■ Assignment ■
Pick out every line of the items below that contains the word "negative", and copy each one in full.

■ Records provided ■
□ □ □
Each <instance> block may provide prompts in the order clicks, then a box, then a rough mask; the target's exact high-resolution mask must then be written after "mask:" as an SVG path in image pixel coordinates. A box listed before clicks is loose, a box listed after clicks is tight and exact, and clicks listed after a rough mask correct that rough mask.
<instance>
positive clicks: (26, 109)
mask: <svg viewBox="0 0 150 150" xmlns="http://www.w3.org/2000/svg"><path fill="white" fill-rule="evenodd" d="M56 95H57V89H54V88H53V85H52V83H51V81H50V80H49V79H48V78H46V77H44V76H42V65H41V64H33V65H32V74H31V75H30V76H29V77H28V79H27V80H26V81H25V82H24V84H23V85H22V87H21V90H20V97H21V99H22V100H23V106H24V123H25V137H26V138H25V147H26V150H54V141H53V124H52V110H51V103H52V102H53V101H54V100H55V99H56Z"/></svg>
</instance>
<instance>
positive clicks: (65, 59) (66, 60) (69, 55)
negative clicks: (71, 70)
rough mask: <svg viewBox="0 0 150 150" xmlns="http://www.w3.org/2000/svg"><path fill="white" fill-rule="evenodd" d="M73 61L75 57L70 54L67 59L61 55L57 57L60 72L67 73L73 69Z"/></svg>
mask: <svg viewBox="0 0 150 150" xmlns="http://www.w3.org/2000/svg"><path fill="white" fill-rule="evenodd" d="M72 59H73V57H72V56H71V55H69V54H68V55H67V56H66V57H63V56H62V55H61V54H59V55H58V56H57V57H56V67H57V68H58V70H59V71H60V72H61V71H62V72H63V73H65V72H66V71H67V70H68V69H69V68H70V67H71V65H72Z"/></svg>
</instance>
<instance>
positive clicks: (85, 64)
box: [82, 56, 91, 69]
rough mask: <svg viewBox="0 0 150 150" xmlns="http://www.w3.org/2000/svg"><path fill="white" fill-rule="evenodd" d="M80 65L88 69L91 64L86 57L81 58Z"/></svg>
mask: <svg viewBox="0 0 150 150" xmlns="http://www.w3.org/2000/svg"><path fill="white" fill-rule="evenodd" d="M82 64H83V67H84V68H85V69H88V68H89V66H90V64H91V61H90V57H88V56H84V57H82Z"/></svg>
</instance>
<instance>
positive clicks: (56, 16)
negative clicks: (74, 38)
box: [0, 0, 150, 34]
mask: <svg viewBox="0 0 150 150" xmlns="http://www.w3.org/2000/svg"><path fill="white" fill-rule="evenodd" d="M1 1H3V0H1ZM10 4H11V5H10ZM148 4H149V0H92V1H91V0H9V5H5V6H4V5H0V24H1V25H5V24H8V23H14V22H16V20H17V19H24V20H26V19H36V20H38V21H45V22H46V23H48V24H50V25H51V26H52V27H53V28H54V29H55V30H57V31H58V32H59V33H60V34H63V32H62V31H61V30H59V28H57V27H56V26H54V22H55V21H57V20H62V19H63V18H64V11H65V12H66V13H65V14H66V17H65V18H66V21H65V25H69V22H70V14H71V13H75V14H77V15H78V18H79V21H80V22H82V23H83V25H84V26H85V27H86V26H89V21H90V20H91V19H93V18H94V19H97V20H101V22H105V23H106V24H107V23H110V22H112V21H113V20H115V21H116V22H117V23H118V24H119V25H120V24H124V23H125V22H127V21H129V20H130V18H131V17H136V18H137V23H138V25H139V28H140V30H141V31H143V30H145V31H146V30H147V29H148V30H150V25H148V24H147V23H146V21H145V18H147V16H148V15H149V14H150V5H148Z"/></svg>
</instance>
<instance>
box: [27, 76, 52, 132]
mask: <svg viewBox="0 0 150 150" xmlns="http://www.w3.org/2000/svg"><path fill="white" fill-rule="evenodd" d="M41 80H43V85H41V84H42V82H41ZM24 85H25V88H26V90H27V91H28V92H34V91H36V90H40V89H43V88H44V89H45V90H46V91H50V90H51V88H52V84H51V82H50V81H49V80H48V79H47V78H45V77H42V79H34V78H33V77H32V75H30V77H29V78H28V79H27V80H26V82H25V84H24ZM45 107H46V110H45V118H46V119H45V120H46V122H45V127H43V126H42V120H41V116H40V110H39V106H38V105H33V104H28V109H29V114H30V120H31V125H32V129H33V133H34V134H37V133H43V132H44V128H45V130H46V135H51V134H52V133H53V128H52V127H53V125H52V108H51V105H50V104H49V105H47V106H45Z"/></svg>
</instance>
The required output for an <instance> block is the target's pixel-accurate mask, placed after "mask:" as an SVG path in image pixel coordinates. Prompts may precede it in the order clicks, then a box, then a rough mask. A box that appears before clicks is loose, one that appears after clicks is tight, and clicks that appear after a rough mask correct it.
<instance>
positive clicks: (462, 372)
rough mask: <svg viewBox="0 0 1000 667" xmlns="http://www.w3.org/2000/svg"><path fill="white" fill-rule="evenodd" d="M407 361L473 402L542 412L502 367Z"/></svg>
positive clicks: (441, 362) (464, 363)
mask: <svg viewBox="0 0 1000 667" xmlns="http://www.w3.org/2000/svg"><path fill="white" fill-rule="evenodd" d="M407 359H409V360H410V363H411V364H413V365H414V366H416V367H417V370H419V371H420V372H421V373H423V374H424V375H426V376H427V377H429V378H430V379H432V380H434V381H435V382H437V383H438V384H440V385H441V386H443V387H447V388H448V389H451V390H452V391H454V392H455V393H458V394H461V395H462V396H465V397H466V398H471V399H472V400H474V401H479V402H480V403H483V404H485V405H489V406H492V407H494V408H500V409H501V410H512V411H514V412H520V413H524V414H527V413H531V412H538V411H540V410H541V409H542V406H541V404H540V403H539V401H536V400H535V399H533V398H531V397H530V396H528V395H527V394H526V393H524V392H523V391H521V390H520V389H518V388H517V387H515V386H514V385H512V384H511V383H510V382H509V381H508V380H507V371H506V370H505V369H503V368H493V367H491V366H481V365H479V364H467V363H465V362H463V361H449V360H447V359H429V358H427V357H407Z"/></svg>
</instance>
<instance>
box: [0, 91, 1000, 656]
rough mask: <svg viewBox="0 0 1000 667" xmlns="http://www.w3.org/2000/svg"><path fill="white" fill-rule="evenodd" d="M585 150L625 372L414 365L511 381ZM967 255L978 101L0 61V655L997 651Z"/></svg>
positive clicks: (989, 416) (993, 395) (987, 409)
□ □ □
■ Answer section ■
negative clicks: (71, 70)
negative clicks: (74, 38)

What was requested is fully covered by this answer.